### Study questions
1) In the post about the Dominic Cummings interview, what did David Cameron judge Cummings to be?
2) Write the next part of the post about the Dominic Cummings interview, continuing after its final sentence.

### Excerpted passage
━━━━━━

Friday 23 July 2021

Cummings and goings

In recent months I have tried to steer away from politics and focus on economics. But as a line from the fictionalised memoir The Tattooist of Auschwitz recently reminded me, anyone “who lectures on taxation and interest rates can’t help but get involved in the politics of his country.” So it was that two years after Boris Johnson was elected as leader of the Conservative Party I watched this week’s BBC interview with Dominic Cummings, architect of the Brexit campaign and until December Johnson’s chief of staff, which lifted the lid on life in Downing Street (a short summary for non-UK based viewers can be found here on YouTube). It was many things – compulsive viewing; exculpatory; self-justifying; incoherent and despite Cummings’ denials, clearly motivated by revenge. But most of all it shone a light into the tawdry workings of British politics in recent years and acts as a reminder of how far standards of governance have fallen.

The context of the interview was also interesting. The BBC, and particularly its political editor Laura Kuenssberg, has come in for significant criticism in recent years that it has given the government an easy ride over its many policy failings. In this case Kuenssberg asked some very direct questions, although as many people pointed out, she has not given the same grilling to anyone still in government (though largely because they refuse to submit to such scrutiny). For all that, the interview was highly illuminating and raises questions for anyone with an interest in good governance.

The lies that they told

I will start with Cummings’s observations on Brexit, having pointed out for the last five years that he headed a campaign that wilfully lied to the electorate. He admitted that “on questions such as whether Brexit is a good idea, no-one on earth knows.” This from a man who led a campaign to persuade the electorate that it was! He went further to suggest that “it is perfectly reasonable to suggest that Brexit was a mistake.” As an insight into Cummings’ character, this speaks volumes. His efforts to try and appear thoughtful and rational contradict some of the policies he has long espoused and confirm David Cameron’s judgement that he is a “career psychopath.”

Cummings also denied lying about the costs of membership (the infamous £350 million per week claim), arguing that it was designed to set a trap for his political opponents and dismissed claims that it misled people into voting for Brexit. He further dismissed claims that he used Turkey’s willingness to join the EU to persuade the electorate that the UK was about to be swamped with huge numbers of immigrants. But in the immortal words of Mandy Rice-Davies almost 60 years ago “he would, wouldn’t he.” Cummings did implicitly admit that he did not present the information in its true context (aka he lied) but he justified doing so in order to get people to talk about the issues.

This is both disingenuous and dangerous – dangerous because it has set a precedent for people in public life to make all sort of false claims “in order to generate debate.” But if such lies are not called out, such statements tend to become accepted as truth by those prepared to propagate the falsehoods. Until recently I always thought that George Orwell’s 1984 was a satirical novel warning us of the consequences of totalitarianism (“Ignorance Is Strength”). I now realise that it has become an instruction manual for zealots intent on pursuing their particular interests.

━━━━━━

Text-to-region grounding data:
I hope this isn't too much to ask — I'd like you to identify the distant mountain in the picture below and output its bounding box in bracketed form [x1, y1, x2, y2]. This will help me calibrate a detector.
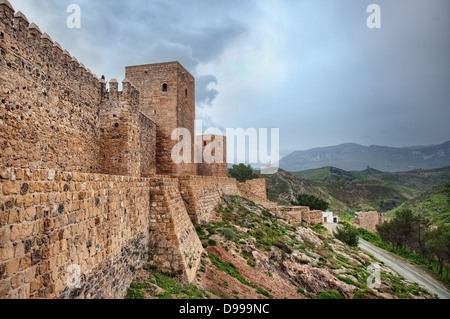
[280, 141, 450, 172]
[388, 183, 450, 224]
[265, 166, 450, 212]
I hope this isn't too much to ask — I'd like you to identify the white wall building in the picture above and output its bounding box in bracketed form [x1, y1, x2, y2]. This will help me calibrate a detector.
[322, 212, 339, 224]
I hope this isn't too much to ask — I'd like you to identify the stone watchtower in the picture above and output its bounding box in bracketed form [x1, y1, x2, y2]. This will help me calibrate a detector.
[125, 62, 197, 175]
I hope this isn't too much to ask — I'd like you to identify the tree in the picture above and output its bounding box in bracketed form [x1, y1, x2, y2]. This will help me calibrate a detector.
[292, 194, 329, 211]
[333, 222, 359, 247]
[424, 224, 450, 277]
[228, 164, 258, 183]
[377, 209, 426, 249]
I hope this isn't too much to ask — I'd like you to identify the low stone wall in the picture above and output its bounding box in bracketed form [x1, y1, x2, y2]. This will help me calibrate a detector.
[302, 207, 323, 225]
[178, 176, 240, 224]
[354, 211, 383, 233]
[0, 167, 150, 299]
[150, 176, 203, 282]
[279, 206, 309, 226]
[238, 178, 267, 200]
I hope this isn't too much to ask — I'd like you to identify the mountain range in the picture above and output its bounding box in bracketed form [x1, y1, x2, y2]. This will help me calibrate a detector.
[280, 141, 450, 172]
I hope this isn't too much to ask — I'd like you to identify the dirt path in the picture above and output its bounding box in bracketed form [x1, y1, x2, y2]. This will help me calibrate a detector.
[325, 224, 450, 299]
[359, 238, 450, 299]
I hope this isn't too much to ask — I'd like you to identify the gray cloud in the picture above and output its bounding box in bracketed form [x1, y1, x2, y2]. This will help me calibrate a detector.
[10, 0, 450, 154]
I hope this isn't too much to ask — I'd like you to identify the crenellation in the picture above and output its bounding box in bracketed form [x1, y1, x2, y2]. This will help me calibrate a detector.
[14, 11, 30, 41]
[0, 8, 286, 298]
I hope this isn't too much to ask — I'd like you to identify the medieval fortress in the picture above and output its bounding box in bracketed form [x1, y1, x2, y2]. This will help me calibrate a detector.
[0, 0, 384, 299]
[0, 0, 282, 298]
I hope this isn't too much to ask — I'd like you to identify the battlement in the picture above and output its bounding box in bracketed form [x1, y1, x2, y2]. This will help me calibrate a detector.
[0, 0, 100, 91]
[100, 79, 139, 105]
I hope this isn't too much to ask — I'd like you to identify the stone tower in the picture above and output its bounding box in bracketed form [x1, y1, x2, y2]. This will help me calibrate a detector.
[125, 62, 197, 175]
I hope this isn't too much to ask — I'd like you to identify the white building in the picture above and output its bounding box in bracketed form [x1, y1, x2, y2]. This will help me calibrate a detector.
[322, 212, 339, 224]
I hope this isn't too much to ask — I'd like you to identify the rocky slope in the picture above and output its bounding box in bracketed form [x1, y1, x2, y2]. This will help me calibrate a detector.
[128, 197, 432, 299]
[280, 141, 450, 172]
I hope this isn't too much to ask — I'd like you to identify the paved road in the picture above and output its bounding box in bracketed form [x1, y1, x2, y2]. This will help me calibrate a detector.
[359, 238, 450, 299]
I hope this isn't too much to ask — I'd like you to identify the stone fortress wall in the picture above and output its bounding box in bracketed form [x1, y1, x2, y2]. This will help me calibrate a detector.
[0, 0, 332, 299]
[0, 0, 276, 298]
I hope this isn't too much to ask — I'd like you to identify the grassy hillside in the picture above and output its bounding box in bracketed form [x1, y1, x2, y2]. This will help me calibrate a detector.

━━━━━━

### Responses for each task
1) A "career psychopath."

2)
How not to run a government

Given the character of the man, it says a lot about Boris Johnson’s style of leadership that Cummings was appointed the prime minister’s chief of staff. Cummings has little time for Johnson’s ability to lead (although this is undoubtedly coloured by his December sacking) but he clearly thought that Johnson was the only politician capable of “getting Brexit done.” Another insight into Cummings’ character was his response when asked why he took on the role. He told Kuenssberg that he did so only under certain conditions and seemed genuinely baffled when she asked whether he was motivated by any sense of public duty. There was very much a sense that Cummings used the role to pursue his own agenda rather than that of the country. Under the UK’s constitutional arrangements this is highly dangerous. Outside election periods, it is very difficult to call the prime minister to account and they have near-total carte blanche to do whatever they think necessary in order to pursue a particular policy. Giving someone like Cummings the protection of the prime minister’s office is like giving sticks of dynamite and a box of matches to a toddler.

The whole interview exposed the lack of strategy from the current government and the underhand tactics that it used to achieve the one goal that it had – that of getting Brexit done. Outside of this policy, the government seems to be largely rudderless and Cummings gave more insight into its dreadful handling of the pandemic with his central claim being that the prime minister put “his own political interests ahead of people’s lives.” Whilst Cummings' motivation can be called into question, he at least served a purpose by directing the spotlight towards the vacuum at the heart of government.

A deep-seated problem

All this matters because, as I have pointed out numerous times, well-run economies tend to deliver the best outcomes for their citizens. Whilst economics tries to be value neutral, it is hard to accept that the values demonstrated by the British government’s actions in recent years represent a good platform to deliver the best economic outcomes. An excellent post by Professor Geoff Mulgan highlighted that the government is representative of a narrow clique whose interests do not necessarily coincide with those of the wider electorate. Two of his main points bear repeating. The first is that this group does not really understand economics and thus does not grasp the implications of many of their policy slogans. A second point is that this clique “doesn’t really do ideas. It’s much better at commentary and critique than prescription.”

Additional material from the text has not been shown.